Output the material from the line containing "formatted as [480,326]." through the end of the material, inclusive, as a Markdown table with the columns Row and Line. Number each row and leave out blank lines.

-- Start DATA --

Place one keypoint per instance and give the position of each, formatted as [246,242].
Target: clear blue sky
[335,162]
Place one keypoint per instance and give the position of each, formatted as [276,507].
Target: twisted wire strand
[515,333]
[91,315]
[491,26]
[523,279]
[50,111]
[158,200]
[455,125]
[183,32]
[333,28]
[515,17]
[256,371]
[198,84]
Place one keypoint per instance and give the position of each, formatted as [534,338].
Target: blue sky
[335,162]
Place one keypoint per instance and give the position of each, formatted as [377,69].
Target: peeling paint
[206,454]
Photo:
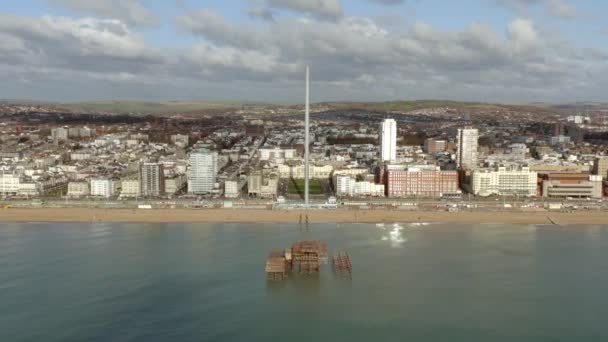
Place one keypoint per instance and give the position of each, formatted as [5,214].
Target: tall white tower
[388,140]
[466,154]
[307,139]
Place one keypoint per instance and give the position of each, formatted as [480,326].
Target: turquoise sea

-- End DATA --

**THE COMPLETED TASK:**
| Row | Line |
|---|---|
| 1 | Place one keypoint per instance and give the position of each, formatted as [480,326]. |
| 2 | Target: turquoise sea |